▸ Text
BEGIN

Moneybox

Social Mobility in Targaryen Westeros

Davos Seaworth

Still from HBO’s Game of Thrones

I heard a lot about social mobility watching the Republican convention last week, none of it very analytical. I think it’s helpful to take this issue out of the context of partisan politics and think about a totally different situation. The “feudal” society portrayed in George R.R. Martin’s Song of Fire and Ice Books (on television as Game of Thrones) is a good example since it has a simplified class structure. Some people are landed aristocrats, and some landed aristocrats are owed fealty by lesser lords. One guy is the king.

We can see pretty quickly that the extent and nature of social mobility in this society is going to be a demographic question rather than a public policy question.

We’re told in the text that before the start of the books, the continent was ruled for a few hundred years by the Targaryen dynasty which was able to enforce its hegemony due to the possession of superweapons in the form of dragons. That’s a recipe for peace, and we can see from the lengthy lineages of the noble houses that the kind of wholesale eradication of a house that we see during the wars portrayed in the books was rare during the era of peace. Meanwhile we know that Westeros is wracked by severe and unpredictable winters that lead to food shortages and widespread hunger. It stands to reason that in those conditions, death will disproportionately afflict low status families who’ll have less ability to command scarce food resources. Consequently, Targaryen Westeros is going to be a society of persistent downward mobility. Due to starvation and disease many poor peasant fathers will leave no sons, and many noble fathers will leave more than one son. Consequently, at any given time a reasonable share of the smallfolk will be the (possibly illegitimate) grandchildren or great-grandchildern of lords and very few lords will be the grandchildren of commoners.

This calculus shifts during wartime. Lords are expected to command forces in person, and slaughter of noble families is the only way to wipe out their claim to the land. Under situations such as these “vacant” lands will become available for assignment to lower-born persons of merit such as Peter Baelish and Davos Seaworth.

UC Davis economic historian Gregory Clark argues that England in the era before the industrial revolution was like Targaryen Westeros in this regard and that it’s important. Systematic downward mobility allowed for the population-wide diffusion of the habits (literacy, for example) and genetic attributes of high-status individuals. Consequently over time the quality of English human capital was rising leading eventually to the industrial revolution. The United States—as noted by not properly explained by GOP convention speakers—is the reverse thanks to immigration. We’re constantly adding people at the low end, so the aggregate trajectory is upward.

END

Dataset excerpts
BEGIN

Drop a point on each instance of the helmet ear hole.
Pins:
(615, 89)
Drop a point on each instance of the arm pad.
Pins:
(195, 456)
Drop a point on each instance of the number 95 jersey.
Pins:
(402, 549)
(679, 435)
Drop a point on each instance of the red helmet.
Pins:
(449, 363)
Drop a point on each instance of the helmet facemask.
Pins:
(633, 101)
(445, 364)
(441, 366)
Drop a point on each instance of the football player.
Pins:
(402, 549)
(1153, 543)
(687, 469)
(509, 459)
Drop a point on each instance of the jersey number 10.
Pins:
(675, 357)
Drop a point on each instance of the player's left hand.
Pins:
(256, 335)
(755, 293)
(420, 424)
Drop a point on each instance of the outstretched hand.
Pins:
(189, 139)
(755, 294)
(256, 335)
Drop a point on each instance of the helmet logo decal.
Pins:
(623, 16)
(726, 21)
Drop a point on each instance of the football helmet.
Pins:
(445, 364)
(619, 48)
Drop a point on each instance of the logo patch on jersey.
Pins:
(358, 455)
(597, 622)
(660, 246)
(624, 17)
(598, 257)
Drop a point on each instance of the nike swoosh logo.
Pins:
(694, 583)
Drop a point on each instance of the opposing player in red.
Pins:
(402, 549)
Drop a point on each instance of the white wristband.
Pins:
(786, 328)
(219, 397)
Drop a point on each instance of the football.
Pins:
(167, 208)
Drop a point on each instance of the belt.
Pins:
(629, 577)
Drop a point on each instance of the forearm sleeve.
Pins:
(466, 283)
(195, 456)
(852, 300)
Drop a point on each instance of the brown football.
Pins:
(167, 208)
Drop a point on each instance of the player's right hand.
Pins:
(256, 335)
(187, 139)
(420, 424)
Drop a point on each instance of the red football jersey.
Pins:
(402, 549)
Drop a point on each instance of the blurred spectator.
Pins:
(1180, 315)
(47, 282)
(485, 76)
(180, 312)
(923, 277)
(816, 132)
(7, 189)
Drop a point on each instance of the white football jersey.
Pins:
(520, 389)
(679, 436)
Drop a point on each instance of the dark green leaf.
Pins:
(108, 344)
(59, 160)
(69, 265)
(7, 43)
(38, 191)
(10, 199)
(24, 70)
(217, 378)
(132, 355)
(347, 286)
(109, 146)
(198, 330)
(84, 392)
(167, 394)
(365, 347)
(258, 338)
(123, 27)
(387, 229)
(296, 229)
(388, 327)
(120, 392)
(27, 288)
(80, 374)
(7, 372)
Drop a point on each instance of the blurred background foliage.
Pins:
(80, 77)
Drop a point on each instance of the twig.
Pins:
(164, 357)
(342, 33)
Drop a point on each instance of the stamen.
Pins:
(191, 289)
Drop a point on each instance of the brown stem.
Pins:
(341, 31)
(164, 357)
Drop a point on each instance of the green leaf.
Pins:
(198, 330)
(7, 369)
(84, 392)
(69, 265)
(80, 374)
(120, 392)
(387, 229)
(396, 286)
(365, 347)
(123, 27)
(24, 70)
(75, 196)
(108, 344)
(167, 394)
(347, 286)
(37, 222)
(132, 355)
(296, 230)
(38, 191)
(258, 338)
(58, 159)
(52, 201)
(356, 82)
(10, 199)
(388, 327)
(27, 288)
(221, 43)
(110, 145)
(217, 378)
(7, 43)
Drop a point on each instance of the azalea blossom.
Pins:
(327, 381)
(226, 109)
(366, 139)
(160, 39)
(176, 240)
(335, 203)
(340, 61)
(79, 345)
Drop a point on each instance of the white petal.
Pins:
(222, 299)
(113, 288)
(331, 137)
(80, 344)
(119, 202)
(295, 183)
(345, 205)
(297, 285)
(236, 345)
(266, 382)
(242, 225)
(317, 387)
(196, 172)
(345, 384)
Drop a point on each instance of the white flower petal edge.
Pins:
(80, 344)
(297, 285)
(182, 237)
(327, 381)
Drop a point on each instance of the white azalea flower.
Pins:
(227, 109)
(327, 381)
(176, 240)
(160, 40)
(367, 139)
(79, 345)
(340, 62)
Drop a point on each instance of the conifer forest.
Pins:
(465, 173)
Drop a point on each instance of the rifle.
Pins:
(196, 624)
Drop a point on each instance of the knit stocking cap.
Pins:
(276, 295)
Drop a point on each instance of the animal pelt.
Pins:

END

▸ Work instructions
Rewrite the social mobility text from the words "I heard a lot" through the words "is the king.", switching "Republican" to "Democratic".

▸ Written response
I heard a lot about social mobility watching the Democratic convention last week, none of it very analytical. I think it’s helpful to take this issue out of the context of partisan politics and think about a totally different situation. The “feudal” society portrayed in George R.R. Martin’s Song of Fire and Ice Books (on television as Game of Thrones) is a good example since it has a simplified class structure. Some people are landed aristocrats, and some landed aristocrats are owed fealty by lesser lords. One guy is the king.